■ About this task: Even where a line looks wrong, copy it exactly and include every entry.

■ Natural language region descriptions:
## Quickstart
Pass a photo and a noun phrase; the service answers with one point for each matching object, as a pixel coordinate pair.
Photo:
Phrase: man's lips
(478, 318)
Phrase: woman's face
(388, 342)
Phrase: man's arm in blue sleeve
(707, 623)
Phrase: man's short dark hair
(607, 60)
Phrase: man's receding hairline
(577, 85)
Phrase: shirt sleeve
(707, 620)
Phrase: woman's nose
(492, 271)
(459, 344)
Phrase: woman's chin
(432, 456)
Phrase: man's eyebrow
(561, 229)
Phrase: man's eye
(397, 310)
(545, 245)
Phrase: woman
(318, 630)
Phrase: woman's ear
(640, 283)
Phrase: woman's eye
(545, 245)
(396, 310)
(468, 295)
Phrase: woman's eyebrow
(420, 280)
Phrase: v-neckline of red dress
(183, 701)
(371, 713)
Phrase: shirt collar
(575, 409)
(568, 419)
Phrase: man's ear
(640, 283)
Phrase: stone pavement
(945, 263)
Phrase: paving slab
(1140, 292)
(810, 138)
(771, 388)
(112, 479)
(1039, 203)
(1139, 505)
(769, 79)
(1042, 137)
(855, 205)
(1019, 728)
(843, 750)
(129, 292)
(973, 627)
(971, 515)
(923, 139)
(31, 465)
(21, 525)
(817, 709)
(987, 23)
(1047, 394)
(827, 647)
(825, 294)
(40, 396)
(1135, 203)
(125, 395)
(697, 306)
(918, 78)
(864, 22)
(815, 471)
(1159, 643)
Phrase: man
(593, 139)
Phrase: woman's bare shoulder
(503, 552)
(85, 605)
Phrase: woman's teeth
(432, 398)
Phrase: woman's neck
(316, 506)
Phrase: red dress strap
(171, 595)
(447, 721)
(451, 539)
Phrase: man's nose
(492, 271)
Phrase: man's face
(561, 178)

■ Exercise result:
## Quickstart
Pass a photo and a noun phrase; the service answers with one point for each matching object, as a pixel coordinate pair.
Photo:
Phrase: man's lips
(478, 318)
Phrase: woman's face
(388, 342)
Phrase: man's arm in blue sleeve
(707, 623)
Phrase: man's short dark hair
(607, 60)
Phrase: man's receding hairline
(577, 85)
Phrase: shirt sleeve
(707, 620)
Phrase: woman's nose
(492, 271)
(459, 344)
Phrase: woman's chin
(432, 456)
Phrase: man's eyebrow
(561, 229)
Phrase: man's eye
(397, 310)
(545, 245)
Phrase: woman
(318, 630)
Phrase: woman's ear
(640, 283)
Phrase: woman's eye
(545, 245)
(396, 310)
(468, 295)
Phrase: woman's eyebrow
(420, 280)
Phrase: v-neckline of red dress
(183, 701)
(371, 713)
Phrase: shirt collar
(575, 409)
(568, 419)
Phrase: man's ear
(640, 283)
Phrase: stone pavement
(945, 263)
Phrase: paving slab
(1140, 292)
(810, 138)
(771, 388)
(112, 479)
(1039, 203)
(1139, 505)
(769, 79)
(1042, 137)
(855, 205)
(1019, 728)
(843, 750)
(129, 292)
(973, 627)
(971, 515)
(923, 139)
(31, 465)
(21, 525)
(817, 709)
(987, 23)
(1047, 394)
(827, 647)
(825, 294)
(40, 396)
(1135, 203)
(125, 395)
(697, 306)
(918, 78)
(864, 22)
(815, 471)
(1159, 643)
Phrase: man
(593, 139)
Phrase: woman's bare shoulder
(503, 552)
(85, 605)
Phrase: woman's teeth
(432, 398)
Phrase: woman's neck
(316, 506)
Phrase: red dress strap
(171, 595)
(447, 721)
(451, 539)
Phrase: man's nose
(492, 271)
Phrase: man's face
(561, 178)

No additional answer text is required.